§ DESCRIPTION OF THE TASK:
Bring together copies of the lines in the data below that contain the word "bush".

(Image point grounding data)
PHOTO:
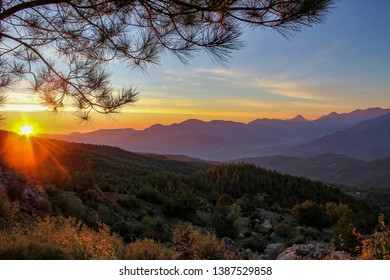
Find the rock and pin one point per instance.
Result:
(272, 248)
(266, 224)
(232, 247)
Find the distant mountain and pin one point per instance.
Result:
(367, 140)
(331, 168)
(227, 140)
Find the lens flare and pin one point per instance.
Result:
(26, 130)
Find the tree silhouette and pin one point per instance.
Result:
(86, 35)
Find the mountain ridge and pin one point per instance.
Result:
(220, 140)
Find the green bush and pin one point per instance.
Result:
(309, 213)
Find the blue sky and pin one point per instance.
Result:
(340, 65)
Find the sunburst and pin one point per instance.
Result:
(26, 130)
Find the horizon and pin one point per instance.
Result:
(337, 66)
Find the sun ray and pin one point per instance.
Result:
(26, 130)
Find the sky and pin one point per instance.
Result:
(340, 65)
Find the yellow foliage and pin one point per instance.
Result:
(147, 249)
(377, 247)
(73, 237)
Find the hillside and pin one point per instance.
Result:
(227, 140)
(331, 168)
(157, 201)
(368, 140)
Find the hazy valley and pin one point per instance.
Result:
(149, 206)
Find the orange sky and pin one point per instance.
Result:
(341, 65)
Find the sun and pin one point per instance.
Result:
(26, 130)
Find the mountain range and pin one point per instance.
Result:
(331, 168)
(362, 134)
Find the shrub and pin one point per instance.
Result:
(309, 213)
(345, 236)
(148, 193)
(32, 251)
(377, 247)
(147, 249)
(196, 244)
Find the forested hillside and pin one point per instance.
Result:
(77, 201)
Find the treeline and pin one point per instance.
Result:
(141, 197)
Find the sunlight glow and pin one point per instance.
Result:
(26, 130)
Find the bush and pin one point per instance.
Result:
(32, 251)
(345, 236)
(193, 243)
(148, 193)
(311, 214)
(282, 230)
(147, 249)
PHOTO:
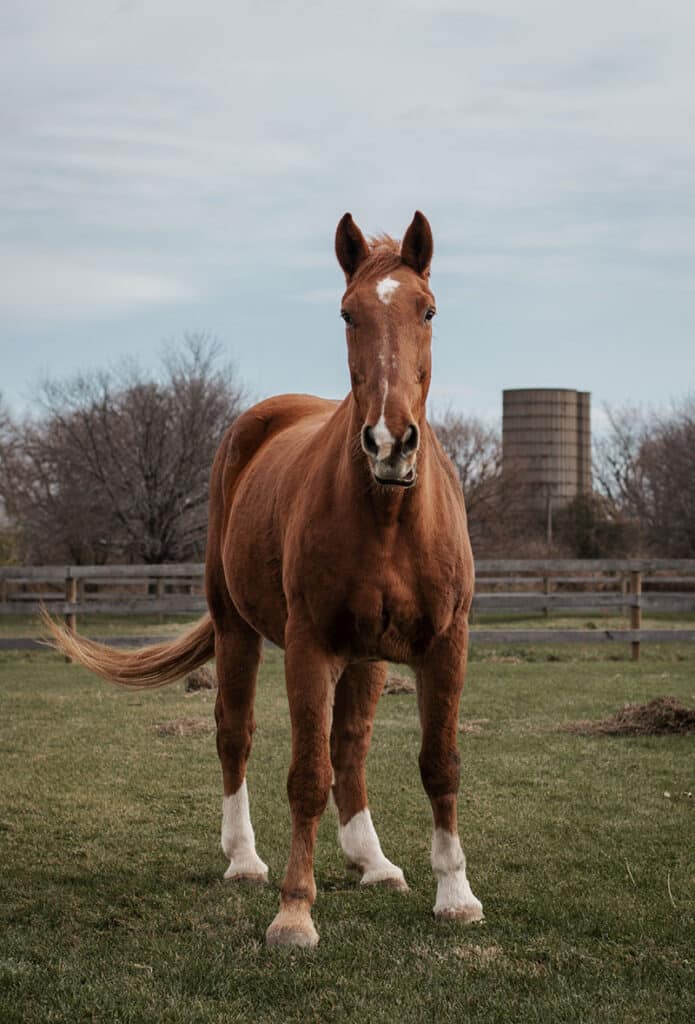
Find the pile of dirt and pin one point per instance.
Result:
(201, 679)
(663, 716)
(185, 727)
(399, 684)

§ FINAL ANSWER:
Find the green bush and pin one point per instance.
Find the bush and pin one point per instance.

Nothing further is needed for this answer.